→ Page excerpt
# FIOS HELP: Reprogram Router?



## joelfranco (Feb 7, 2008)

My router keeps bouncing e-mails back to me, even though the e-mails arrive at destination...does anyone would know why?????? I am using ACTIONTEC M1424WR.

PLS HELP!

Joel


----------



## sinclair_tm (Mar 11, 2005)

Are you sure it's teh router, and not the email servers?


----------



## joelfranco (Feb 7, 2008)

I am not 100% sure, but I don't see what else it could be...if it is the server I am not sure what to do...here is my problem:

1. I have no problem sending and receiving BUT...here is the BUT...when someone sends ME an e-mail they receive a message letting them know that the e-mail bounced back. It also shows the e-mail was sent to [email protected] and NOT [email protected]. I do not have a verizon.com account.

2. Forget that the email is to mac mail, gmail, or verizon it always comes back that way.

3. when people click on reply it shows on their end the e-mail bounced and was undeliverable, while I still get it though. This is extremely frustrating.

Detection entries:
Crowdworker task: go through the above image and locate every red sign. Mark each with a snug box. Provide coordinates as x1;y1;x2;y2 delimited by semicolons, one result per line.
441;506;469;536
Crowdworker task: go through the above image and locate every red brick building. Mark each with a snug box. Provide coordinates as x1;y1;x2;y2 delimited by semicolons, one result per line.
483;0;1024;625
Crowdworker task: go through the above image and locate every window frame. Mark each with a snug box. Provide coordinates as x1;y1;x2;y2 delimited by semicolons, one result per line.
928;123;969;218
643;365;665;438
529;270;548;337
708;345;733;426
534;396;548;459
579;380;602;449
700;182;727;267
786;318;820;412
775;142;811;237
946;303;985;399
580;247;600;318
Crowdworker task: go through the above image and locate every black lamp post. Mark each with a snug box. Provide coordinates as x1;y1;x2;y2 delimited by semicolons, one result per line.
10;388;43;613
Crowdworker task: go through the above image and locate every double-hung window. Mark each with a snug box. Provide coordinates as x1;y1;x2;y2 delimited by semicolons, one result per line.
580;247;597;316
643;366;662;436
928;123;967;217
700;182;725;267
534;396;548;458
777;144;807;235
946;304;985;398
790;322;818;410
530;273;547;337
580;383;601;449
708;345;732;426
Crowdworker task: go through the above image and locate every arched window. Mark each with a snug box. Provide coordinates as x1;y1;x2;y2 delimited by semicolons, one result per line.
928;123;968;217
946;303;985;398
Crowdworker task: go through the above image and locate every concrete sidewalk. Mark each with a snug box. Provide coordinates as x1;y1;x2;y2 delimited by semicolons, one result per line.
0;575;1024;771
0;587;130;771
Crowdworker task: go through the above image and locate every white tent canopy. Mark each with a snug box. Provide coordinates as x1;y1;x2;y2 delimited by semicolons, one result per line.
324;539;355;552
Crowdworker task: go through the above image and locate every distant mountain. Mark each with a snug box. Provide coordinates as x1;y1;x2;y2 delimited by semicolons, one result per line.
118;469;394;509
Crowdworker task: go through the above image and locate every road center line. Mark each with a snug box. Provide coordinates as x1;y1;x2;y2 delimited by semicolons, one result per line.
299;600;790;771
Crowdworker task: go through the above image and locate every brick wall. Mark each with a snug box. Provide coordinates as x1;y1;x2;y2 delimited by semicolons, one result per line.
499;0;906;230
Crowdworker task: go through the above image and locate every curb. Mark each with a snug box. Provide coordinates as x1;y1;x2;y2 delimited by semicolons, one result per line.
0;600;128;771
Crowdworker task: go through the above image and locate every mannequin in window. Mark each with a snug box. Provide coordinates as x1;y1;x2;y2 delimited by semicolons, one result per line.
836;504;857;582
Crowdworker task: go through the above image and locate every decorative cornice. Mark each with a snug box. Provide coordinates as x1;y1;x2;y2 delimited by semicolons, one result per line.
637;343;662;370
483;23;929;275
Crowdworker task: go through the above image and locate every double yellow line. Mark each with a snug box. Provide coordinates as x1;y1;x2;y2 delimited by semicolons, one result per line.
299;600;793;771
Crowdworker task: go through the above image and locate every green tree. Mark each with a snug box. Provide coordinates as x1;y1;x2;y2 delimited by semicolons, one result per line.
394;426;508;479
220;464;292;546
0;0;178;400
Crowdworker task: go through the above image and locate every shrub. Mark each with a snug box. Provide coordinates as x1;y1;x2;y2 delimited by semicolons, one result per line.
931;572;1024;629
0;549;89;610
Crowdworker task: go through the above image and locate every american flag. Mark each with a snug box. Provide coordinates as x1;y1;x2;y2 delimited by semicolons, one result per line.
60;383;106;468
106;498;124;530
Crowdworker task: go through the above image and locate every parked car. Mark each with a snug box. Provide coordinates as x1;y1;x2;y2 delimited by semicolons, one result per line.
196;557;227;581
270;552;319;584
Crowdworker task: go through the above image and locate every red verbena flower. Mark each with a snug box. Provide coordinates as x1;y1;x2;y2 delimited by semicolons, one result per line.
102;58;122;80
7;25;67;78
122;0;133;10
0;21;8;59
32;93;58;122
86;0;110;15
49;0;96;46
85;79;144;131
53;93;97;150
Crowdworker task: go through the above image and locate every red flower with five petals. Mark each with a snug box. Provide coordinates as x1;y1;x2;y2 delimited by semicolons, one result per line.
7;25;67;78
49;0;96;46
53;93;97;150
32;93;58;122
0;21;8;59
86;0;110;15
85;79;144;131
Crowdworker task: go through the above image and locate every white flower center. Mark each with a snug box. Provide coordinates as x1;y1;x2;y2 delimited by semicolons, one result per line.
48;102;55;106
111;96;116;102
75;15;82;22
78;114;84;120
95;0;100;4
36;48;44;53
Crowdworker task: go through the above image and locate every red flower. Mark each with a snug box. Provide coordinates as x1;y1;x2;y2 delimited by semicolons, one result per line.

→ Given instruction 1
In the entries, copy word for word the lines starting at the one containing "every double yellow" and ending at the one containing "299;600;793;771", both included.
→ Given instruction 2
Continue the forum thread about FIOS email bouncing from where it stops.

→ Task output 1
Crowdworker task: go through the above image and locate every double yellow line. Mark each with a snug box. Provide coordinates as x1;y1;x2;y2 delimited by semicolons, one result per line.
299;600;793;771

→ Task output 2
4. Also when I call FIOS people they tell me it has something to do with Yahoo.com and they only send me settings (which I have and know how to work).

5. Also when I SEND an e-mail it shows immediately back in my inbox as undeliverable, but usually people tell me they have received it.

I use Mail 3.0 for Mac Operating under OS X 10.5.1 Verizon Yahoo is
online FIOS provider.

SUGGESTIONS?????

Joel


----------



## sinclair_tm (Mar 11, 2005)

um, this is concidered a double post, and we have given you suggestions all ready in the other thread. please don't be starting new threads with the same problem, just add to the 1st one started.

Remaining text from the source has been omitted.